-- Begin --

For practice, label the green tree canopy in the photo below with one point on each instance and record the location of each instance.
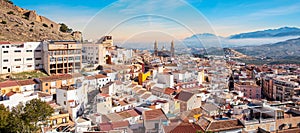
(24, 118)
(64, 28)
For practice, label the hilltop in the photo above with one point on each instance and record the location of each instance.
(18, 24)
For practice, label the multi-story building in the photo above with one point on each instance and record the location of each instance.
(251, 90)
(267, 88)
(19, 56)
(62, 57)
(285, 90)
(96, 53)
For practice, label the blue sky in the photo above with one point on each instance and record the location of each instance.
(135, 19)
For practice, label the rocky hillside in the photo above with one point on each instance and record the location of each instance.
(18, 24)
(289, 48)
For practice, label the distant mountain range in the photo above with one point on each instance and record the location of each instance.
(269, 36)
(288, 48)
(280, 32)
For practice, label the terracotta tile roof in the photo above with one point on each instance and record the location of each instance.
(105, 126)
(104, 95)
(122, 103)
(169, 91)
(26, 82)
(124, 114)
(133, 113)
(120, 124)
(146, 95)
(183, 128)
(99, 76)
(90, 77)
(141, 91)
(8, 83)
(184, 96)
(155, 114)
(203, 123)
(56, 77)
(210, 107)
(224, 125)
(10, 94)
(42, 94)
(4, 42)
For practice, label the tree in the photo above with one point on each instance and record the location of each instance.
(37, 111)
(45, 25)
(64, 28)
(24, 118)
(4, 117)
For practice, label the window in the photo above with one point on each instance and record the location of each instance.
(77, 58)
(64, 120)
(54, 122)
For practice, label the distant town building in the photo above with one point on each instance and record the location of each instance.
(163, 52)
(19, 56)
(61, 57)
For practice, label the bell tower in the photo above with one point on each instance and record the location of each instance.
(155, 48)
(172, 50)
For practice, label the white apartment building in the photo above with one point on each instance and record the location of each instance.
(95, 53)
(19, 56)
(72, 99)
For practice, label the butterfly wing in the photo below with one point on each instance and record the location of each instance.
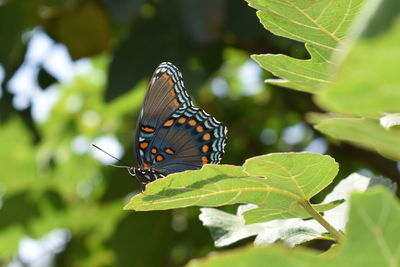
(189, 139)
(164, 96)
(181, 137)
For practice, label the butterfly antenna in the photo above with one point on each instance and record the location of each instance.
(118, 166)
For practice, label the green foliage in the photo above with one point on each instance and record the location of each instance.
(322, 25)
(354, 130)
(293, 179)
(46, 184)
(352, 68)
(371, 240)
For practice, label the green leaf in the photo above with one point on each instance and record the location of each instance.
(292, 178)
(367, 81)
(367, 133)
(321, 25)
(279, 210)
(372, 229)
(250, 256)
(390, 120)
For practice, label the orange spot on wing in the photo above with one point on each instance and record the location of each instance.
(168, 123)
(148, 129)
(207, 136)
(159, 158)
(169, 151)
(205, 148)
(176, 102)
(144, 145)
(181, 120)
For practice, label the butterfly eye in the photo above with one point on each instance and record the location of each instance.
(169, 151)
(205, 148)
(199, 129)
(207, 137)
(182, 120)
(169, 123)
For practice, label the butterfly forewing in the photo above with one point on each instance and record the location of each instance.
(172, 135)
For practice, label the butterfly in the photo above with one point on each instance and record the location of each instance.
(172, 135)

-- End --

(Problem statement): Copy the entries from the line containing "For practice, label the butterfly in" through the end of the entries, both included, and raise every coordinate in the answers by 106 while leaving all other text unchanged.

(Finished exercise):
For practice, label the butterfly in the photo above with one point on each instance and record the location of each instance.
(278, 241)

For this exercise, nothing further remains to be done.